> [Exercise prompt]:
Copy out the lines of the records below, and only those lines, from the one with "Every instance gets one point. Tag the tealight" through the one with "Every instance gets one point. Tag the gold", exactly as they appear.

> [Records to use]:
======
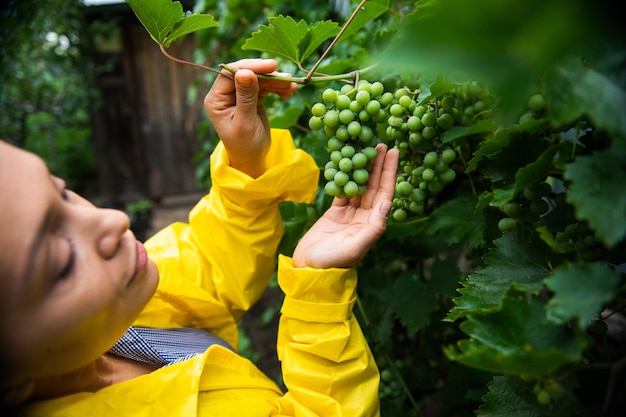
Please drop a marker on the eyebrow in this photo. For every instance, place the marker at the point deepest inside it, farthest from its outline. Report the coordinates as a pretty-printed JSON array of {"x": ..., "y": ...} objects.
[{"x": 36, "y": 245}]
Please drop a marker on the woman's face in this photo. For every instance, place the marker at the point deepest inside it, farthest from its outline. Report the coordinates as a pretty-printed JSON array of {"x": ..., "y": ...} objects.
[{"x": 73, "y": 276}]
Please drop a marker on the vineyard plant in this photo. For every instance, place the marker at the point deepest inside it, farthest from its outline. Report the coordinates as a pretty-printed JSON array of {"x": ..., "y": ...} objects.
[{"x": 499, "y": 286}]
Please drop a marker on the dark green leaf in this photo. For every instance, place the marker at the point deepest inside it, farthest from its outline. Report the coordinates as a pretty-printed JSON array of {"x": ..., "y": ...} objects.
[
  {"x": 598, "y": 191},
  {"x": 512, "y": 397},
  {"x": 189, "y": 24},
  {"x": 580, "y": 292},
  {"x": 456, "y": 222},
  {"x": 517, "y": 339},
  {"x": 513, "y": 263},
  {"x": 281, "y": 37}
]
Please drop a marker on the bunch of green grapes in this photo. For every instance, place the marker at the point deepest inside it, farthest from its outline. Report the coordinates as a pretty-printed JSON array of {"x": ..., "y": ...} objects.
[
  {"x": 355, "y": 119},
  {"x": 348, "y": 117},
  {"x": 425, "y": 167}
]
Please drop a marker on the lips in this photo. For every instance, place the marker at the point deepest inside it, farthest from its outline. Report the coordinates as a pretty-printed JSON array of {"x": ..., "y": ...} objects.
[{"x": 142, "y": 261}]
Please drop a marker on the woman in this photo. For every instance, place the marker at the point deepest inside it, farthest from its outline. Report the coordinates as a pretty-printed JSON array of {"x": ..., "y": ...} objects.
[{"x": 95, "y": 323}]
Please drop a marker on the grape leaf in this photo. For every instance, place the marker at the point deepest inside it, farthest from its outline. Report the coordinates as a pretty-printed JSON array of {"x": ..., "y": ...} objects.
[
  {"x": 370, "y": 11},
  {"x": 535, "y": 171},
  {"x": 412, "y": 302},
  {"x": 575, "y": 89},
  {"x": 189, "y": 24},
  {"x": 512, "y": 263},
  {"x": 286, "y": 38},
  {"x": 165, "y": 21},
  {"x": 456, "y": 222},
  {"x": 598, "y": 192},
  {"x": 581, "y": 292},
  {"x": 517, "y": 339},
  {"x": 512, "y": 397}
]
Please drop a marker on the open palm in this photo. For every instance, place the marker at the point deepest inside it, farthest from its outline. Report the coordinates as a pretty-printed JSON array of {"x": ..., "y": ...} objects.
[{"x": 347, "y": 230}]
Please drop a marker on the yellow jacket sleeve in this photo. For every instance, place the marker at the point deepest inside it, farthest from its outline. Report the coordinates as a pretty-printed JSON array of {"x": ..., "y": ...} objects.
[
  {"x": 216, "y": 267},
  {"x": 327, "y": 366}
]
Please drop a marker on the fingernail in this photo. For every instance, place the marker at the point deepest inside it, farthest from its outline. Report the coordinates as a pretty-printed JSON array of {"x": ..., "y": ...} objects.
[
  {"x": 385, "y": 208},
  {"x": 245, "y": 81}
]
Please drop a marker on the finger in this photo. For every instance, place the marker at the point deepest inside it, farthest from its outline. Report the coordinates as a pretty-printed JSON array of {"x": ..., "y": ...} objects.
[
  {"x": 374, "y": 177},
  {"x": 247, "y": 94},
  {"x": 387, "y": 184}
]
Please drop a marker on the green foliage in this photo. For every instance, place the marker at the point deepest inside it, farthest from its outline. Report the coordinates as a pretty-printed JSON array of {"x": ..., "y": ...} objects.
[
  {"x": 165, "y": 21},
  {"x": 48, "y": 86},
  {"x": 503, "y": 295}
]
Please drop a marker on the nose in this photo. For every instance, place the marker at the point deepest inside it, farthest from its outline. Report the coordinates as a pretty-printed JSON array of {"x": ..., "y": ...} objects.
[{"x": 110, "y": 226}]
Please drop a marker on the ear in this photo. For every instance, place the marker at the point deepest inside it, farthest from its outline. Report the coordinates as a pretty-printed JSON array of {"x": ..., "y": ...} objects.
[{"x": 16, "y": 394}]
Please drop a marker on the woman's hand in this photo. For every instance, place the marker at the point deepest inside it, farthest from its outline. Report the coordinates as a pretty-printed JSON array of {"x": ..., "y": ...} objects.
[
  {"x": 344, "y": 234},
  {"x": 236, "y": 109}
]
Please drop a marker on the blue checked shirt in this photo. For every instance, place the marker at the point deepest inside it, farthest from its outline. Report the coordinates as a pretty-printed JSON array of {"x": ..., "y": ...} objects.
[{"x": 164, "y": 346}]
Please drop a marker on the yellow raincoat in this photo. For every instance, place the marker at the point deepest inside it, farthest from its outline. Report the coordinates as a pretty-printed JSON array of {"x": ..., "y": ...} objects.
[{"x": 212, "y": 271}]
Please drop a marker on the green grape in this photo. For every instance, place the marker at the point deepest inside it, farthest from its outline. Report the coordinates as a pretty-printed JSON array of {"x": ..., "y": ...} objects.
[
  {"x": 536, "y": 102},
  {"x": 399, "y": 215},
  {"x": 367, "y": 134},
  {"x": 332, "y": 188},
  {"x": 377, "y": 89},
  {"x": 415, "y": 207},
  {"x": 404, "y": 188},
  {"x": 370, "y": 152},
  {"x": 346, "y": 116},
  {"x": 373, "y": 107},
  {"x": 345, "y": 165},
  {"x": 359, "y": 160},
  {"x": 428, "y": 175},
  {"x": 341, "y": 178},
  {"x": 342, "y": 133},
  {"x": 386, "y": 99},
  {"x": 354, "y": 128},
  {"x": 429, "y": 133},
  {"x": 420, "y": 111},
  {"x": 395, "y": 121},
  {"x": 396, "y": 110},
  {"x": 415, "y": 124},
  {"x": 335, "y": 157},
  {"x": 351, "y": 188},
  {"x": 355, "y": 106},
  {"x": 441, "y": 165},
  {"x": 347, "y": 151},
  {"x": 430, "y": 159},
  {"x": 415, "y": 138},
  {"x": 346, "y": 89},
  {"x": 418, "y": 195},
  {"x": 448, "y": 175},
  {"x": 360, "y": 175},
  {"x": 329, "y": 174},
  {"x": 363, "y": 97},
  {"x": 316, "y": 123},
  {"x": 334, "y": 144},
  {"x": 342, "y": 102},
  {"x": 448, "y": 155},
  {"x": 429, "y": 119},
  {"x": 405, "y": 101},
  {"x": 445, "y": 121},
  {"x": 448, "y": 103},
  {"x": 329, "y": 95},
  {"x": 318, "y": 109},
  {"x": 331, "y": 118}
]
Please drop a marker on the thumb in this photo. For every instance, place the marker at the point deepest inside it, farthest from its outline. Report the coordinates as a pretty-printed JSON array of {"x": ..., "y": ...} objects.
[{"x": 247, "y": 92}]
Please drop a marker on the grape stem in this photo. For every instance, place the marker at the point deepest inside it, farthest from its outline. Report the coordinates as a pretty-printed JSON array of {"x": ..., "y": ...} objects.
[
  {"x": 332, "y": 44},
  {"x": 311, "y": 76}
]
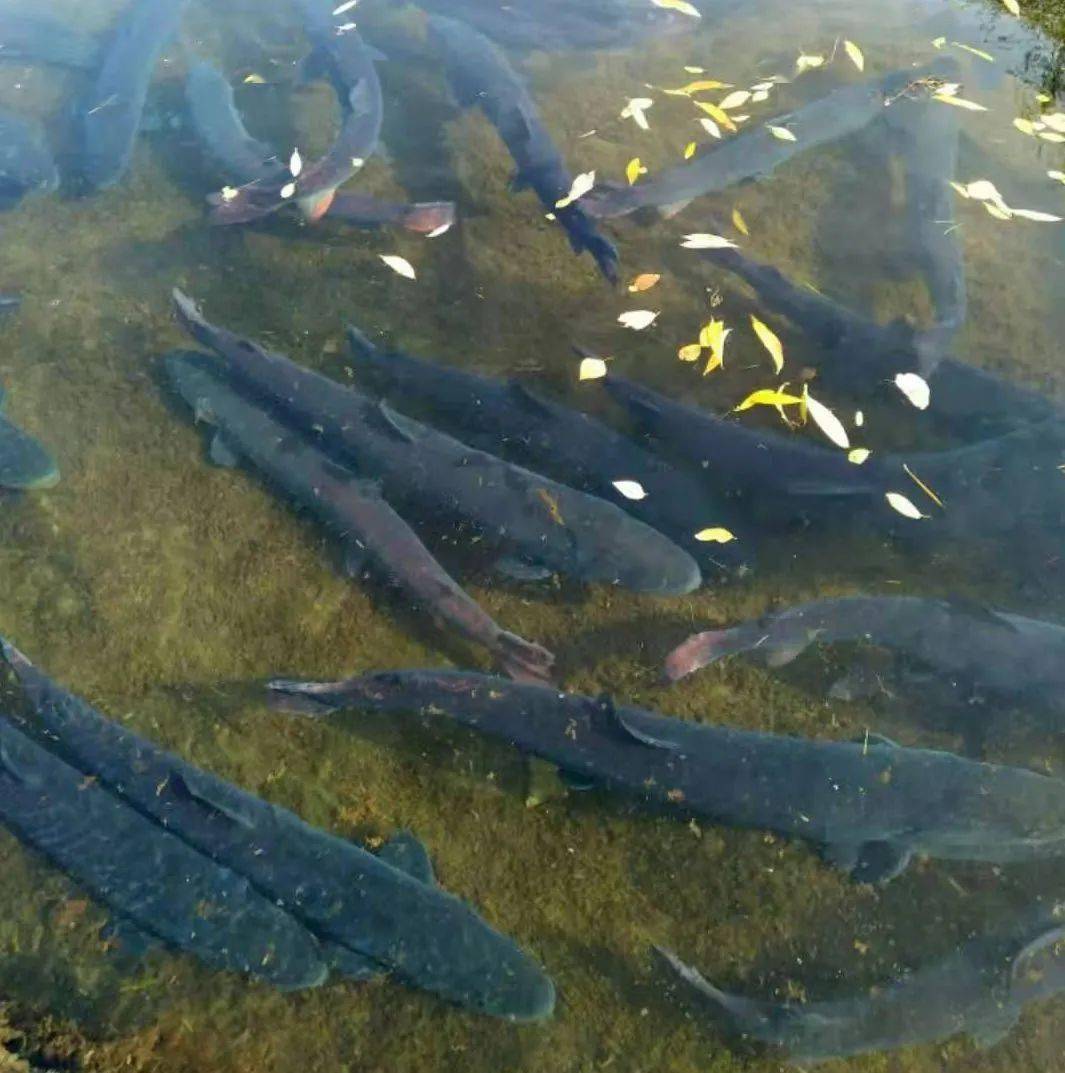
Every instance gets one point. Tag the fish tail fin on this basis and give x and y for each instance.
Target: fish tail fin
(524, 661)
(701, 649)
(427, 217)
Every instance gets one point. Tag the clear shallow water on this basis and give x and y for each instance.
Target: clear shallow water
(165, 590)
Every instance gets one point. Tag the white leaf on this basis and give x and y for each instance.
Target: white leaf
(915, 388)
(631, 489)
(399, 265)
(637, 319)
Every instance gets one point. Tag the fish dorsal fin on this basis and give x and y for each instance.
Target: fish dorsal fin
(606, 714)
(204, 791)
(408, 853)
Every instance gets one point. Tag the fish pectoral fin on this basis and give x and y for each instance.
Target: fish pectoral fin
(520, 570)
(221, 454)
(350, 964)
(204, 792)
(408, 853)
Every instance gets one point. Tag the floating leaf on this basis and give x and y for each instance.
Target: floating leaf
(399, 265)
(716, 535)
(857, 57)
(637, 319)
(644, 281)
(769, 340)
(704, 241)
(914, 387)
(580, 186)
(631, 489)
(826, 421)
(591, 368)
(899, 502)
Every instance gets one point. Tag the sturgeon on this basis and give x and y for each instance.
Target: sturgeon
(541, 525)
(979, 988)
(151, 880)
(871, 805)
(372, 914)
(373, 534)
(481, 74)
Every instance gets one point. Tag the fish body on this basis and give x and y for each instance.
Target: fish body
(373, 533)
(109, 114)
(756, 152)
(38, 39)
(542, 523)
(146, 875)
(481, 74)
(505, 419)
(26, 162)
(870, 805)
(979, 988)
(370, 915)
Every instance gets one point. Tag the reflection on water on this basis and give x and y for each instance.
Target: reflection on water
(416, 416)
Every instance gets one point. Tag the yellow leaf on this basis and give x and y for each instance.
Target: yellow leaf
(644, 281)
(715, 535)
(769, 340)
(718, 115)
(903, 505)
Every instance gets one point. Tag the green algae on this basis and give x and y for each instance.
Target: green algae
(165, 591)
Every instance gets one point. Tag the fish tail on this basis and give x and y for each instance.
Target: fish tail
(524, 661)
(701, 649)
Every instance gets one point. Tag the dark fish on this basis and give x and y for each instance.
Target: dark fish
(560, 25)
(479, 74)
(756, 152)
(243, 159)
(26, 161)
(857, 355)
(979, 988)
(547, 526)
(39, 39)
(350, 65)
(372, 914)
(979, 651)
(871, 805)
(373, 533)
(24, 462)
(505, 419)
(109, 114)
(147, 876)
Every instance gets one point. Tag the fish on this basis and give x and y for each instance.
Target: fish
(506, 419)
(756, 152)
(869, 805)
(858, 355)
(349, 62)
(479, 74)
(982, 652)
(542, 526)
(39, 39)
(557, 26)
(246, 160)
(373, 534)
(109, 114)
(979, 988)
(26, 161)
(25, 465)
(371, 914)
(154, 883)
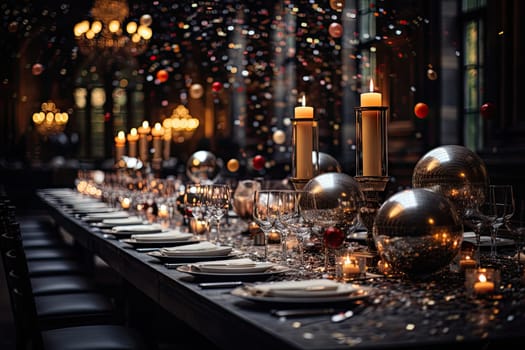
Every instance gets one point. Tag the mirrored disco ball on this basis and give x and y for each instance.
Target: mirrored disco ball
(418, 232)
(327, 163)
(331, 199)
(454, 171)
(203, 166)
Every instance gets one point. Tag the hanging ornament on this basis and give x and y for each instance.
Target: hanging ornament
(196, 91)
(335, 30)
(487, 110)
(216, 86)
(421, 110)
(232, 165)
(146, 20)
(37, 69)
(258, 162)
(162, 75)
(337, 5)
(431, 74)
(279, 137)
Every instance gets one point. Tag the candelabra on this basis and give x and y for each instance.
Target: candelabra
(50, 120)
(105, 32)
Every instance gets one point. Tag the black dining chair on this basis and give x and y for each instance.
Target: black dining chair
(49, 273)
(79, 321)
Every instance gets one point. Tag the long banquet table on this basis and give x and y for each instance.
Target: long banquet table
(400, 313)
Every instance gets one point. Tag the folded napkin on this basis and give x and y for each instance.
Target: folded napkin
(198, 249)
(153, 228)
(241, 265)
(132, 220)
(170, 236)
(305, 288)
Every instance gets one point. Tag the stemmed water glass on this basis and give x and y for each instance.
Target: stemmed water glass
(194, 204)
(217, 200)
(499, 209)
(266, 212)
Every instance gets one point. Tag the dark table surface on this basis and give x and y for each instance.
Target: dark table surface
(430, 312)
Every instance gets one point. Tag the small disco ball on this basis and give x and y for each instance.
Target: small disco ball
(332, 199)
(455, 172)
(418, 232)
(327, 163)
(202, 167)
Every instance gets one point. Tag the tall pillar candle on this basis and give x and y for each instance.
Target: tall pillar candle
(304, 142)
(120, 144)
(157, 132)
(371, 133)
(144, 131)
(132, 142)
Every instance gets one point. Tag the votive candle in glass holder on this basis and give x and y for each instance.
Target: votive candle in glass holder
(349, 266)
(483, 281)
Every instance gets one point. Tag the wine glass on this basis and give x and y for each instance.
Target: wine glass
(194, 204)
(334, 217)
(499, 210)
(266, 212)
(290, 217)
(217, 198)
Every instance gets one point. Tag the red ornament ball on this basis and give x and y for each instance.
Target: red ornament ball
(37, 69)
(487, 110)
(162, 75)
(216, 86)
(258, 162)
(421, 110)
(233, 165)
(335, 30)
(333, 237)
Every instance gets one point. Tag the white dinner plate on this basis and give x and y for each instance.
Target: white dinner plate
(158, 243)
(191, 258)
(251, 276)
(345, 293)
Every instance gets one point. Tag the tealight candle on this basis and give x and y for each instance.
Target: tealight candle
(481, 281)
(125, 203)
(483, 286)
(350, 266)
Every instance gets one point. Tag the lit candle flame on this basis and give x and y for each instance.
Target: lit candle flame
(482, 278)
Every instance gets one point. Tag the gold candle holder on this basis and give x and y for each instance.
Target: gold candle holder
(305, 156)
(371, 161)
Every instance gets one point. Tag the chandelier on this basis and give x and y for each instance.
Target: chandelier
(106, 31)
(50, 121)
(181, 124)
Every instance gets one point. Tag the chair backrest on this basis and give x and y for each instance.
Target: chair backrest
(18, 283)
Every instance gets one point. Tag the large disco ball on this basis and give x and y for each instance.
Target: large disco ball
(327, 163)
(332, 199)
(456, 172)
(418, 232)
(203, 166)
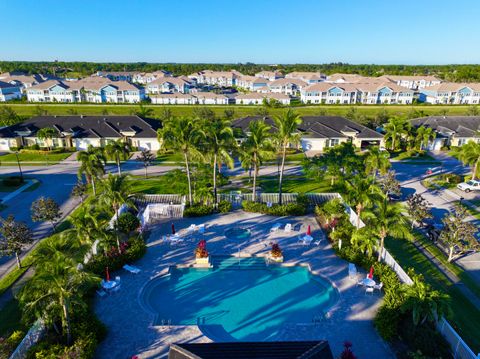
======
> [Result of the exercise]:
Every instance gets one point. Tag the tealight candle on this basis and give x and y for each instance.
Target: tealight candle
(481, 281)
(125, 203)
(483, 286)
(350, 266)
Every instance gets one point. Tag the lit candle flame on this basis and give x and y for each instance.
Target: lit candle flame
(482, 278)
Every instance gets one point. Tag the gold candle holder on this basis and give x and y for each instance.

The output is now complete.